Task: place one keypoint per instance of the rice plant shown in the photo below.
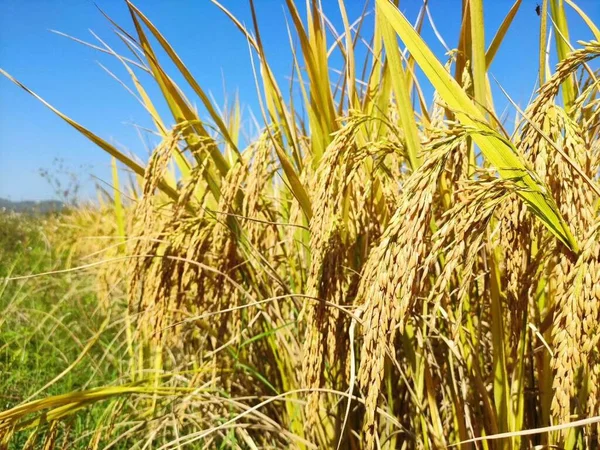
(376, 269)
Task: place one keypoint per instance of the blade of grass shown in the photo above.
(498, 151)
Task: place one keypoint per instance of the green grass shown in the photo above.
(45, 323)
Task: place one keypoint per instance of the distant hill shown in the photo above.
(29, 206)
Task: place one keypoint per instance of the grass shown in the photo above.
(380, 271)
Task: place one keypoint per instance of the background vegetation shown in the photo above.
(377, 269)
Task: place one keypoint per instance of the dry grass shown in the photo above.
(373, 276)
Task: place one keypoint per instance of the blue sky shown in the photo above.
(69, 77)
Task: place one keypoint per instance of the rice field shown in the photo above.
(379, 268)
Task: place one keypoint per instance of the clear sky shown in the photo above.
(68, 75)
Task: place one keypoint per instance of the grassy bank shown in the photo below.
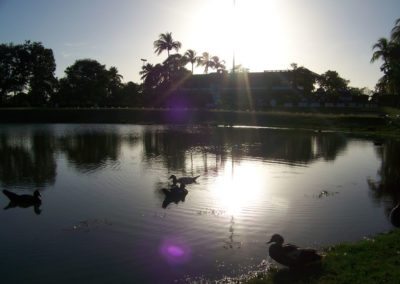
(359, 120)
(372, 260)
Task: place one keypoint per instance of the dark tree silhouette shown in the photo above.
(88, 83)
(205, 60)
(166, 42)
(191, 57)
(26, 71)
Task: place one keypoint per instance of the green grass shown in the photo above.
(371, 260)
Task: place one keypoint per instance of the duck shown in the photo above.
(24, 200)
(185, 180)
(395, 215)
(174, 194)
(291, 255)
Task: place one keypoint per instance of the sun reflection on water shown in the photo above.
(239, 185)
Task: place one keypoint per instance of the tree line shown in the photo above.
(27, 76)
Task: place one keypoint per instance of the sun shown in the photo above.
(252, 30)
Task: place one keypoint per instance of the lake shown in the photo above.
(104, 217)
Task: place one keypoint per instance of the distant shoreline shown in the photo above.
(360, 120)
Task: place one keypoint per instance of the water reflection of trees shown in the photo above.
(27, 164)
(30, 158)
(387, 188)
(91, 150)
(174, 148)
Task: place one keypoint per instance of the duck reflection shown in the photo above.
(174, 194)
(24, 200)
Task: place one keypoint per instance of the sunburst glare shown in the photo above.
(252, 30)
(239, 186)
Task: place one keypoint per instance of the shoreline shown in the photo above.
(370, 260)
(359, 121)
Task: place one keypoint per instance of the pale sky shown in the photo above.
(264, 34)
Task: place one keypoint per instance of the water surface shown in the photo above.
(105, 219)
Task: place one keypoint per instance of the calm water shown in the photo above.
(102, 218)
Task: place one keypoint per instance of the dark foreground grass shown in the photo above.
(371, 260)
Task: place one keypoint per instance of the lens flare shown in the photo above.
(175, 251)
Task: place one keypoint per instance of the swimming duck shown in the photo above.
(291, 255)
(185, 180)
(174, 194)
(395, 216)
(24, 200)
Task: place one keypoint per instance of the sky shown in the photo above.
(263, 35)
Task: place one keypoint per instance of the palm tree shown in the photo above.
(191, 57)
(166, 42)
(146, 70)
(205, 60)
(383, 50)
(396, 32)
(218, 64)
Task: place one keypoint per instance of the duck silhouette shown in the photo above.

☆ ☆ ☆ ☆

◆ WHAT THE EXERCISE ASKS ◆
Return the full material word for word. Do not include the pictures.

◆ SOLVED PROBLEM ◆
Task: place one keypoint per instance of the rice plant shown in the photo below.
(376, 269)
Task: place one keypoint per instance of the blade of grass shown in the photo above.
(498, 151)
Task: place one keypoint per instance of the green grass shown in the photo above.
(45, 323)
Task: place one keypoint per instance of the distant hill shown in the photo above.
(29, 206)
Task: place one keypoint per instance of the grass shown in the photo above.
(380, 271)
Task: place one keypoint per instance of the background vegetation shown in the photo above.
(377, 269)
Task: place one keypoint per instance of the dry grass shown in the photo above.
(373, 276)
Task: place one keypoint per instance of the blue sky shown in the photo above.
(69, 77)
Task: place one keypoint per instance of the rice field shown in the photo above.
(379, 268)
Task: place one keypoint per instance of the clear sky shown in the photo above.
(68, 75)
Task: place one keypoint per instance of the grassy bank shown in the photo below.
(359, 120)
(372, 260)
Task: place one keypoint per instance of the dark tree silhouette shown in the photo above.
(88, 83)
(205, 60)
(166, 42)
(191, 57)
(26, 71)
Task: place one keypoint per instance of the green grass shown in the photo above.
(371, 260)
Task: place one keypoint per instance of the duck shown in the photo above.
(24, 200)
(185, 180)
(395, 215)
(174, 194)
(291, 255)
Task: place one keypoint per instance of the sun reflection on water shown in the photo above.
(239, 185)
Task: place one keypoint per instance of the tree line shown in the photo above.
(27, 76)
Task: place one keypoint per instance of the sun shown in the photo above.
(252, 30)
Task: place one keypoint per instance of the lake shown in the photo above.
(104, 217)
Task: place one keypoint per instance of the distant shoreline shown in the photo above.
(360, 120)
Task: place one keypoint per instance of the water reflection of trees shown in the photo above.
(27, 164)
(30, 158)
(387, 188)
(91, 150)
(174, 148)
Task: place one keypoint per instance of the duck reflection shown in the photo above.
(174, 194)
(24, 200)
Task: place one keypoint per instance of the sunburst glare shown in the photo above.
(252, 30)
(239, 186)
Task: place one keypoint per instance of the shoreline shown in the photo above.
(370, 260)
(359, 121)
Task: place one keypoint per instance of the pale sky shown in the photo above.
(264, 34)
Task: place one keypoint per instance of the water surface shown in the photo above.
(105, 219)
Task: place one keypoint per instance of the calm water shown in the photo above.
(102, 218)
Task: place one keypoint per instance of the dark foreground grass shown in the photo above.
(371, 260)
Task: place one keypoint per instance of the lens flare shown in the photo above.
(175, 251)
Task: place one keypoint per instance of the swimming duck shown in the photo above.
(291, 255)
(185, 180)
(174, 194)
(395, 216)
(24, 200)
Task: place one keypoint per instance of the sky shown in the photo above.
(263, 35)
Task: place one keypoint per instance of the palm tree shown in the photo above.
(191, 57)
(166, 42)
(146, 70)
(205, 60)
(383, 50)
(396, 32)
(218, 64)
Task: place one keypoint per instance of the duck silhouette shown in the photo above.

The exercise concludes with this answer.